* _SOURCE EXCERPT_:
Note: The orders that the court may make include all or any of the orders set out in section 243.
(2) The order must be an order that the court considers will:
(a) compensate the injured person, or any such injured persons, in whole or in part for the loss or damage; or
(b) prevent or reduce the loss or damage suffered, or likely to be suffered, by the injured person or any such injured persons.
(3) An application under subsection (1) may be made at any time before the end of 6 years from the day on which the cause of action accrued that relates to the conduct referred to in that subsection.
In the Appeal decision, the Court of Appeal determined that the defendant had committed a breach of s 18(1) of the ACL. Section 18(1) of the ACL is in Chapter 2, Part 2 of the ACL and a contravention of s 18(1) therefore falls within s 236(1)(b) of the ACL.
Under s 236 of the ACL, the plaintiffs may recover from the defendant "the amount of the loss or damage" suffered by them on account of the contravening conduct of the defendant.

* _STATED TASK A_:
Answer these questions from the ACL excerpt:
(i) Which section sets out the orders that the court may make?
(ii) By when must an application under subsection (1) be made?
(iii) Which court determined that the defendant had breached s 18(1) of the ACL?
* _STATED TASK B_: Transcribe the ACL excerpt word for word, from "(2) The order" down to "in that subsection.".

* _PROVIDED DATA_:
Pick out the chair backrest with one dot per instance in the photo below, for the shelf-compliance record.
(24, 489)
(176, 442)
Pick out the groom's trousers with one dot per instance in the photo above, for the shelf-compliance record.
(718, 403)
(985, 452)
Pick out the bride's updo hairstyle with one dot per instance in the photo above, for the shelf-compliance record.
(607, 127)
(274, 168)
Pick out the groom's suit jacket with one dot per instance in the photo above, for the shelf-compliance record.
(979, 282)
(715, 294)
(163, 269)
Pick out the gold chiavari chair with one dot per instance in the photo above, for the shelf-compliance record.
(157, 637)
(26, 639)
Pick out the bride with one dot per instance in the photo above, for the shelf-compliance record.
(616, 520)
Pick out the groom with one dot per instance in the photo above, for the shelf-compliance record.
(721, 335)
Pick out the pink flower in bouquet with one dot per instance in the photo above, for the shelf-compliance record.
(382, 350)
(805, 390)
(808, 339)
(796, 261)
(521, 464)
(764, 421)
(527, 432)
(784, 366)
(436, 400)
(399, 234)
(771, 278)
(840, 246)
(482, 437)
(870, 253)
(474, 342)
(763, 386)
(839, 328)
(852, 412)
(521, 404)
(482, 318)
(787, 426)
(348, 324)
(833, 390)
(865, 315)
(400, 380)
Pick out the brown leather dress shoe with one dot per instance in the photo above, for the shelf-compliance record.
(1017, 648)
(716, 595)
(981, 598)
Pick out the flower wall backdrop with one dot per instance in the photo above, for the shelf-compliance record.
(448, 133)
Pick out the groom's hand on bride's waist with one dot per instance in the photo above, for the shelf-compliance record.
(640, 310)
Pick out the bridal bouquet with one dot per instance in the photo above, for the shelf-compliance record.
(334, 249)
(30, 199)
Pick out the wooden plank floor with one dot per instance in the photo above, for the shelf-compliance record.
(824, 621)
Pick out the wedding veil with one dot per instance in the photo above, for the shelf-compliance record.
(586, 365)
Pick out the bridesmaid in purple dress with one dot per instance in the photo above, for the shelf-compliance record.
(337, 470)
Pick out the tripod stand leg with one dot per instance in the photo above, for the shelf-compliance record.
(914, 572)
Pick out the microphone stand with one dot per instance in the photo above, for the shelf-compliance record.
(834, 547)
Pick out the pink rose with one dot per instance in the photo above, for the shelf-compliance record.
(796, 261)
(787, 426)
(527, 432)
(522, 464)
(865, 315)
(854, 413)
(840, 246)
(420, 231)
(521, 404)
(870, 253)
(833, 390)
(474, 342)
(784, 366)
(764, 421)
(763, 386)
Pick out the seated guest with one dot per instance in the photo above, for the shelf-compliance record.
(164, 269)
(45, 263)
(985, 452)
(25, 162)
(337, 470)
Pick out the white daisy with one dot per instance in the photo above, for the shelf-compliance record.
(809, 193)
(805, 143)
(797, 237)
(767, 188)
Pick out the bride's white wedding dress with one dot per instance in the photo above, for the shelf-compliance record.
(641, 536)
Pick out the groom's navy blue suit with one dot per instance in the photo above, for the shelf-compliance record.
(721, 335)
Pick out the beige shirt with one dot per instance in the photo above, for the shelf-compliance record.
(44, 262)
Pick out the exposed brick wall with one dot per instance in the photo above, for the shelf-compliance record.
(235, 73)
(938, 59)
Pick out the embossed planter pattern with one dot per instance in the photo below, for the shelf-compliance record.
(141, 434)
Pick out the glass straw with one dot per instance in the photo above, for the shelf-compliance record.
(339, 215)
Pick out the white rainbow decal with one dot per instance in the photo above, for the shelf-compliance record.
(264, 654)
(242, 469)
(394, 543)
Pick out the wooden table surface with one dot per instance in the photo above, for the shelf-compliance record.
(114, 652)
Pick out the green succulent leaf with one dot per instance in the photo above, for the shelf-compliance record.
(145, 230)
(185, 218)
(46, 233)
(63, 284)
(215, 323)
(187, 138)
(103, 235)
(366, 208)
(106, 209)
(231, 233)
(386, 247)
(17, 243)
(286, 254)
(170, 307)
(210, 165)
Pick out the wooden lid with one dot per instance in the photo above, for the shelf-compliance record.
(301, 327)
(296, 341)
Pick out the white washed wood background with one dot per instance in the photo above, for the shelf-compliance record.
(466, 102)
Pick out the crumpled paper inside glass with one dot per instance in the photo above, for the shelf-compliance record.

* _EXERCISE RESPONSE A_:
(i) Section 243.
(ii) At any time before the end of 6 years from the day on which the cause of action relating to the conduct in that subsection accrued.
(iii) The Court of Appeal.

* _EXERCISE RESPONSE B_:
(2) The order must be an order that the court considers will:
(a) compensate the injured person, or any such injured persons, in whole or in part for the loss or damage; or
(b) prevent or reduce the loss or damage suffered, or likely to be suffered, by the injured person or any such injured persons.
(3) An application under subsection (1) may be made at any time before the end of 6 years from the day on which the cause of action accrued that relates to the conduct referred to in that subsection.